--- START Records ---
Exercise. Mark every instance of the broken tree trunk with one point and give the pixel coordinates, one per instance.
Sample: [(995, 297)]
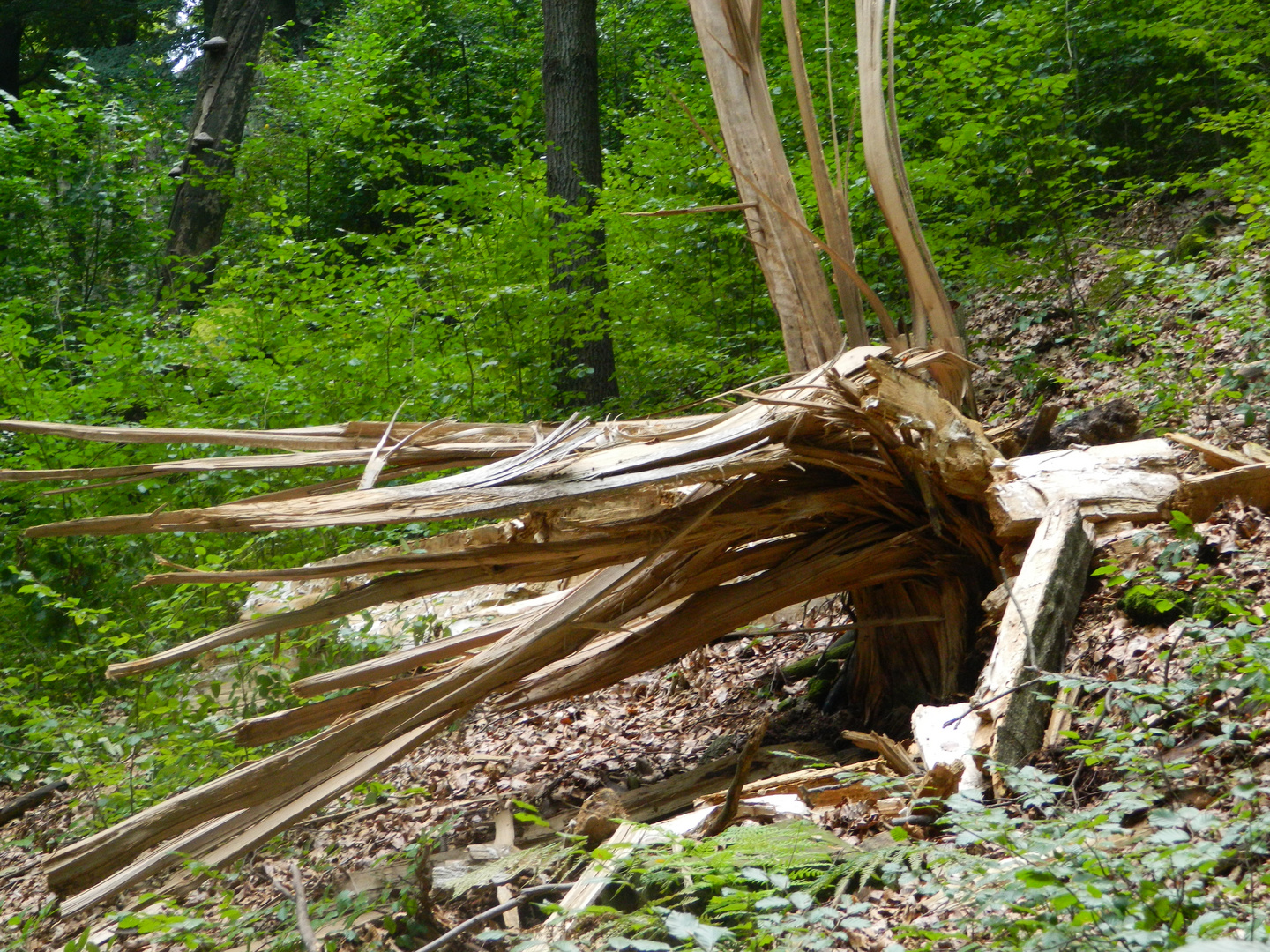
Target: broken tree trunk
[(854, 476), (729, 34), (1042, 608)]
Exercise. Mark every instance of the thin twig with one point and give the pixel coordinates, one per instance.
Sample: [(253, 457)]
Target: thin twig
[(725, 813), (303, 925), (997, 697), (497, 911)]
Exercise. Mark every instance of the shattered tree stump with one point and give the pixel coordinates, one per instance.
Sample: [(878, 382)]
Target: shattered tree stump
[(1042, 608)]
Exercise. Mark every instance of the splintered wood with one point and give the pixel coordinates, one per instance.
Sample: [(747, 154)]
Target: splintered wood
[(854, 478)]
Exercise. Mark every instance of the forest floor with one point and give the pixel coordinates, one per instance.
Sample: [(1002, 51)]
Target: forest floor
[(1177, 723)]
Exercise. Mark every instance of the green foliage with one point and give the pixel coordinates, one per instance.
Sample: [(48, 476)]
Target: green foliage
[(390, 242), (753, 886)]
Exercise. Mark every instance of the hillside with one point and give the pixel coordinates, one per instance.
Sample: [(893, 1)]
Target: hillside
[(1143, 824)]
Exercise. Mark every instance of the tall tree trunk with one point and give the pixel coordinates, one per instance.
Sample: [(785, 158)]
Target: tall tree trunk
[(11, 55), (220, 115), (571, 95)]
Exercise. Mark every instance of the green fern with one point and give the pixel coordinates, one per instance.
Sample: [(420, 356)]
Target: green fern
[(856, 868)]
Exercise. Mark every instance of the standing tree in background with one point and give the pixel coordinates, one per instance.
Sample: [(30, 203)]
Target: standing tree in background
[(571, 97), (216, 127)]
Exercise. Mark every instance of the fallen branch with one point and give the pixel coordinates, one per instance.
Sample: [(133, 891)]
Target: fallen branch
[(18, 807), (725, 813), (303, 925), (526, 894)]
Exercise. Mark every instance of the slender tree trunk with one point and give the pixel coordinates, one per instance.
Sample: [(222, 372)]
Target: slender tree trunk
[(571, 95), (11, 55), (220, 115)]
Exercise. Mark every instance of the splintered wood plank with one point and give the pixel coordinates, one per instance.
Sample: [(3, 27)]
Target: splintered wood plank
[(1131, 481), (1042, 608), (1213, 455), (830, 199), (413, 502), (885, 164), (280, 725), (1200, 496), (418, 457), (729, 36)]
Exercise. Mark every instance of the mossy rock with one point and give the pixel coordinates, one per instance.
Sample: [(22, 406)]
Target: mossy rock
[(1108, 291), (1194, 244), (818, 688), (1191, 247), (1154, 605)]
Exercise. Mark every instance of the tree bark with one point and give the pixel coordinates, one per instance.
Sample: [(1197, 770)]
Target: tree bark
[(220, 115), (11, 55), (571, 95)]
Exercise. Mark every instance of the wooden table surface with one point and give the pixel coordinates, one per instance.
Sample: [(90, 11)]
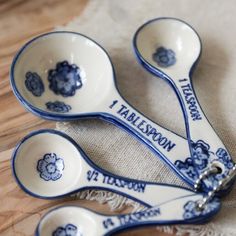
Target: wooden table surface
[(21, 20)]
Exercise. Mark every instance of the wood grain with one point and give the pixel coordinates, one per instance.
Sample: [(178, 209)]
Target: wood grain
--- END Records ---
» Directions for this task: Please reproduce nothing but the lines from the one containing "Exercise. Mark every instance of the green fern" through the closing line of the listing, retyped word for word, pictures excluded.

» Exercise output:
Exercise. Mark every instance of the green fern with one point and give the pixel coordinates, one per instance.
Sample: [(420, 356)]
Target: green fern
[(856, 868)]
Exercise. Mark every instance of the standing tree in background with one point and give the pixel coordinates, one per instance.
Sample: [(30, 203)]
Target: standing tree in background
[(571, 97), (216, 127)]
Exercise. Mark every instance of the fallen branch with one point and give the pixel coordinates, one per instance.
Sample: [(133, 891)]
Target: fallen branch
[(18, 807), (725, 813), (303, 925), (526, 894)]
Exercise. Mark every instance of the slender tree trunk with one point and give the pixel coordinates, one per instance.
Sample: [(222, 372)]
Target: slender tree trunk
[(571, 95), (11, 55), (220, 115)]
Exercise. Mark every instance of the splintered wood plank with one point and give the pixel coordinates, one per instance.
Sample: [(3, 27)]
Target: splintered wood plank
[(1131, 481), (1042, 608), (1213, 455), (830, 199), (413, 502), (885, 164), (280, 725), (1200, 496), (418, 457), (729, 36)]
Exercise. Mark every instance of the mossy rock with one point and give the pixel coordinates, one per instance.
Sample: [(22, 406)]
Target: mossy rock
[(1108, 291), (1194, 244), (818, 688), (1191, 247), (1154, 605)]
Exercise. Mark every instance of the tree bark with one point and give the pixel coordinates, one per instance.
Sample: [(1197, 770)]
Target: tree bark
[(220, 115), (11, 55), (571, 95)]
Exercise. Mark every instance of the wooden table surface with one point and give the pixel coordinates, one per instance.
Sample: [(90, 11)]
Target: wooden table surface
[(21, 20)]
Exercise. Mark every instance of the wood grain with one point and give the pixel coordinates, one per instance.
Sample: [(178, 209)]
Target: wood grain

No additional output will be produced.